▸ **REQUIREMENT**: Repeat the entire listing exactly as written.

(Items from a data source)

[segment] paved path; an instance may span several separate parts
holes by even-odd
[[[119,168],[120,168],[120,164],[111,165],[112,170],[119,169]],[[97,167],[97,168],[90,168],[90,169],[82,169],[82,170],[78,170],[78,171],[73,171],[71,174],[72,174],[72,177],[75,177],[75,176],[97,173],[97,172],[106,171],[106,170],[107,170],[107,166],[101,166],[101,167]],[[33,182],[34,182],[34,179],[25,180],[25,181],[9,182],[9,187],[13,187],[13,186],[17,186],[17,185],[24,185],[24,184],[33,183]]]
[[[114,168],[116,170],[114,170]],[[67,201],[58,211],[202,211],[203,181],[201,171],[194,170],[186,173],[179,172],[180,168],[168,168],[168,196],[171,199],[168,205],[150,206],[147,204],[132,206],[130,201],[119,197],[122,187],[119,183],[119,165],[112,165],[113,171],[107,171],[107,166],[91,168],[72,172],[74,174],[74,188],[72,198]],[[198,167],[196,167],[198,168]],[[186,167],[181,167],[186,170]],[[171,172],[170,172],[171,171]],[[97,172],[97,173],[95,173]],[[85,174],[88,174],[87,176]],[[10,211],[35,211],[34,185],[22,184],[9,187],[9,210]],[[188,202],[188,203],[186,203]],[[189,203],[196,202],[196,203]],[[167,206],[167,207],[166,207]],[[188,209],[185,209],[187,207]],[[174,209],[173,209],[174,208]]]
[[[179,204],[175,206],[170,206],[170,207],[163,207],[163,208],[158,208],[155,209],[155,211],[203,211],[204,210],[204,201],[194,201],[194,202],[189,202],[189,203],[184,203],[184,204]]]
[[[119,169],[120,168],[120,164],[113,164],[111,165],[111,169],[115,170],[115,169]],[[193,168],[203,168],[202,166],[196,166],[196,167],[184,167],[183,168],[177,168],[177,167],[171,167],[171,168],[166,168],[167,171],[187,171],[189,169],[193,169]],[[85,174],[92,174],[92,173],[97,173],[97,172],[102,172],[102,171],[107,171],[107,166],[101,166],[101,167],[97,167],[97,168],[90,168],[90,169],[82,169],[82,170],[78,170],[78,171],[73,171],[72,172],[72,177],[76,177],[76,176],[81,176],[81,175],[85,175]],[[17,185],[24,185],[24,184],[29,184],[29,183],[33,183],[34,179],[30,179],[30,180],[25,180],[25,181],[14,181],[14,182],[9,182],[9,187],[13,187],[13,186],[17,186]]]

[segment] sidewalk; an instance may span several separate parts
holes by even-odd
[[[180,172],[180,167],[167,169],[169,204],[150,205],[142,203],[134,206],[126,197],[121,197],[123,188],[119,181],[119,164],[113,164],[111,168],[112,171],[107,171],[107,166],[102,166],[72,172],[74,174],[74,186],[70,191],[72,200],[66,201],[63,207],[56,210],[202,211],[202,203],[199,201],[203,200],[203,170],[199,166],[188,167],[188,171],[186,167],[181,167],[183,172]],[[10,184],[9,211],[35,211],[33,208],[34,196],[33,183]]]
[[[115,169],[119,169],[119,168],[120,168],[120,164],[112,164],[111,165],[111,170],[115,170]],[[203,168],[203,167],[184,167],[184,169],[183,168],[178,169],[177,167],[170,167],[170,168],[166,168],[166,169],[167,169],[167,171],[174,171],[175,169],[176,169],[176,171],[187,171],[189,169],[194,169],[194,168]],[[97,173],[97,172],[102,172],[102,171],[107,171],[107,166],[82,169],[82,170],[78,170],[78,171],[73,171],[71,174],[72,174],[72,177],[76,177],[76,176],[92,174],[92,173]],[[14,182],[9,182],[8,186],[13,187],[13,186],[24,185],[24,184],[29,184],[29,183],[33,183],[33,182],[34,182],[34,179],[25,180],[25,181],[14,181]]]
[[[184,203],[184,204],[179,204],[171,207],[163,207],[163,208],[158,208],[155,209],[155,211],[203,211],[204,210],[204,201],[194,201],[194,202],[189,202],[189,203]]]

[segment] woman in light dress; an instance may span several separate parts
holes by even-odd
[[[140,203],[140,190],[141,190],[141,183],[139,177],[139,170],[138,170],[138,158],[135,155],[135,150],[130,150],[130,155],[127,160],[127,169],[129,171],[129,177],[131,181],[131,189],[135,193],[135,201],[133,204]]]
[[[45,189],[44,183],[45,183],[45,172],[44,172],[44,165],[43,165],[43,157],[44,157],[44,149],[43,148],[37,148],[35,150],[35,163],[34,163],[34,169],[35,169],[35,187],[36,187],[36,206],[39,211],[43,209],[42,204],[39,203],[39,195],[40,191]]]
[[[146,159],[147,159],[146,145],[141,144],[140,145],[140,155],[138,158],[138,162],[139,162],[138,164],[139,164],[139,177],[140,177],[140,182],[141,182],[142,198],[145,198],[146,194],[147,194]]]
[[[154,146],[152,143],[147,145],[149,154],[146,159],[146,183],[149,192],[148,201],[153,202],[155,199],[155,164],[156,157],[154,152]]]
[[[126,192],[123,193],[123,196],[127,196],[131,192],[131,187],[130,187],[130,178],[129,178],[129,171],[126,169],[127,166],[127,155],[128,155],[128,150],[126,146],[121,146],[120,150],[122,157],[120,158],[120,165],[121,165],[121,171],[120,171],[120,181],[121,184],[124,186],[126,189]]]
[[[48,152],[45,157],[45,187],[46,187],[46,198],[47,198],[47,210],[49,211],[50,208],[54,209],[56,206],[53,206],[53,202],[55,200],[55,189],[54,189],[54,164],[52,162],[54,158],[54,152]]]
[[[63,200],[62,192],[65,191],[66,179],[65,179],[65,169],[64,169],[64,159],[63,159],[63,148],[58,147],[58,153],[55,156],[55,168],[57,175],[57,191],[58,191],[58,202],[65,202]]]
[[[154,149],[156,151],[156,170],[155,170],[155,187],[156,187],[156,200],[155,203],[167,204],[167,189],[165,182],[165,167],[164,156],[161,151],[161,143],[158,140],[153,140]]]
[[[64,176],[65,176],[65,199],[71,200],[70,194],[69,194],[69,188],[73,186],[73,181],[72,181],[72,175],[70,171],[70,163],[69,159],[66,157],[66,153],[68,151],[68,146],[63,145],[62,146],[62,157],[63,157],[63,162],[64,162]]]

▸ **WRITTEN REPLY**:
[segment] paved path; an instance may span several separate parts
holes by even-odd
[[[119,168],[120,168],[120,164],[111,165],[112,170],[119,169]],[[97,167],[97,168],[90,168],[90,169],[82,169],[82,170],[78,170],[78,171],[73,171],[71,174],[72,174],[72,177],[75,177],[75,176],[97,173],[97,172],[106,171],[106,170],[107,170],[107,166],[101,166],[101,167]],[[33,182],[34,182],[34,179],[25,180],[25,181],[9,182],[9,187],[13,187],[13,186],[17,186],[17,185],[24,185],[24,184],[33,183]]]
[[[114,168],[116,170],[114,170]],[[67,201],[58,211],[202,211],[203,181],[201,171],[194,170],[186,173],[179,172],[180,168],[168,168],[168,196],[171,199],[168,205],[150,206],[147,204],[132,206],[130,201],[119,197],[122,187],[119,183],[119,165],[112,165],[113,171],[107,171],[107,166],[91,168],[72,172],[74,174],[74,188],[72,198]],[[198,167],[196,167],[198,168]],[[186,167],[181,167],[186,170]],[[171,172],[170,172],[171,171]],[[97,172],[97,173],[95,173]],[[85,174],[88,174],[87,176]],[[10,211],[35,211],[34,185],[22,184],[9,187],[9,210]],[[188,202],[188,203],[186,203]],[[189,203],[196,202],[196,203]],[[167,206],[167,207],[166,207]],[[188,209],[185,209],[187,207]],[[174,209],[173,209],[174,208]]]
[[[179,204],[175,206],[170,206],[170,207],[163,207],[163,208],[158,208],[155,209],[155,211],[203,211],[204,210],[204,201],[194,201],[194,202],[189,202],[189,203],[184,203],[184,204]]]
[[[119,169],[120,168],[120,164],[113,164],[111,165],[111,169],[115,170],[115,169]],[[193,168],[203,168],[202,166],[196,166],[196,167],[184,167],[183,168],[177,168],[177,167],[171,167],[171,168],[166,168],[167,171],[187,171],[189,169],[193,169]],[[85,174],[92,174],[92,173],[97,173],[97,172],[102,172],[102,171],[107,171],[107,166],[101,166],[101,167],[97,167],[97,168],[90,168],[90,169],[82,169],[82,170],[78,170],[78,171],[73,171],[72,172],[72,177],[76,177],[76,176],[81,176],[81,175],[85,175]],[[17,185],[24,185],[24,184],[29,184],[29,183],[33,183],[34,179],[30,179],[30,180],[25,180],[25,181],[14,181],[14,182],[9,182],[9,187],[13,187],[13,186],[17,186]]]

[segment] sidewalk; an instance may span several separate parts
holes by even-odd
[[[180,172],[180,167],[167,169],[169,204],[150,205],[142,203],[134,206],[126,197],[121,197],[123,188],[119,181],[119,164],[113,164],[111,168],[112,171],[107,171],[107,166],[102,166],[72,172],[74,174],[74,186],[70,191],[72,200],[66,201],[63,207],[56,210],[202,211],[202,203],[199,201],[203,200],[203,170],[199,166],[188,167],[188,171],[186,167],[181,167],[183,172]],[[10,184],[9,211],[35,211],[33,208],[34,196],[33,183]]]
[[[115,169],[119,169],[119,168],[120,168],[120,164],[112,164],[111,165],[111,170],[115,170]],[[203,168],[203,167],[184,167],[184,169],[183,168],[178,169],[177,167],[170,167],[170,168],[166,168],[166,169],[167,169],[167,171],[174,171],[175,169],[176,169],[176,171],[187,171],[189,169],[194,169],[194,168]],[[97,173],[97,172],[102,172],[102,171],[107,171],[107,166],[82,169],[82,170],[78,170],[78,171],[73,171],[71,174],[72,174],[72,177],[76,177],[76,176],[92,174],[92,173]],[[14,182],[9,182],[8,186],[13,187],[13,186],[24,185],[24,184],[29,184],[29,183],[33,183],[33,182],[34,182],[34,179],[25,180],[25,181],[14,181]]]
[[[184,203],[184,204],[179,204],[171,207],[163,207],[163,208],[158,208],[155,209],[155,211],[203,211],[204,210],[204,201],[194,201],[194,202],[189,202],[189,203]]]

[segment] woman in light dress; an instance may span several separate parts
holes by even-odd
[[[140,203],[140,190],[141,190],[141,183],[139,177],[139,170],[138,170],[138,158],[135,155],[135,150],[130,150],[130,155],[127,160],[127,169],[129,171],[129,177],[131,181],[131,189],[135,193],[135,201],[133,204]]]
[[[45,189],[44,183],[45,183],[45,172],[44,172],[44,165],[43,165],[43,157],[44,157],[44,149],[43,148],[37,148],[35,150],[35,163],[34,163],[34,169],[35,169],[35,187],[36,187],[36,206],[39,211],[43,209],[42,204],[39,203],[39,195],[40,191]]]
[[[146,159],[147,159],[146,145],[141,144],[140,145],[140,155],[138,158],[138,162],[139,162],[138,164],[139,164],[139,177],[140,177],[140,182],[141,182],[142,198],[145,198],[146,194],[147,194]]]
[[[154,146],[152,143],[147,145],[149,154],[146,159],[146,183],[149,192],[148,201],[153,202],[155,199],[155,164],[156,157],[154,152]]]
[[[126,192],[123,193],[123,196],[127,196],[131,192],[131,187],[130,187],[130,178],[129,178],[129,171],[126,169],[127,166],[127,155],[128,155],[128,150],[126,146],[121,146],[120,150],[122,157],[120,158],[120,165],[121,165],[121,171],[120,171],[120,181],[121,184],[124,186],[126,189]]]
[[[48,152],[45,157],[45,187],[46,187],[46,198],[47,198],[47,210],[49,211],[50,208],[54,209],[56,206],[53,206],[53,202],[55,200],[55,189],[54,189],[54,164],[52,162],[54,158],[54,152]]]
[[[63,200],[62,192],[65,191],[66,179],[65,179],[65,169],[64,169],[64,159],[63,159],[63,148],[58,147],[58,153],[55,156],[55,168],[57,175],[57,191],[58,191],[58,202],[65,202]]]
[[[154,149],[156,151],[156,170],[155,170],[155,187],[156,187],[156,200],[155,203],[167,204],[167,189],[165,182],[165,167],[164,156],[161,151],[161,143],[158,140],[153,140]]]
[[[64,176],[65,176],[65,199],[71,200],[70,194],[69,194],[69,188],[73,186],[73,181],[72,181],[72,175],[70,171],[70,163],[69,159],[66,157],[66,153],[68,151],[68,146],[63,145],[62,146],[62,157],[63,157],[63,162],[64,162]]]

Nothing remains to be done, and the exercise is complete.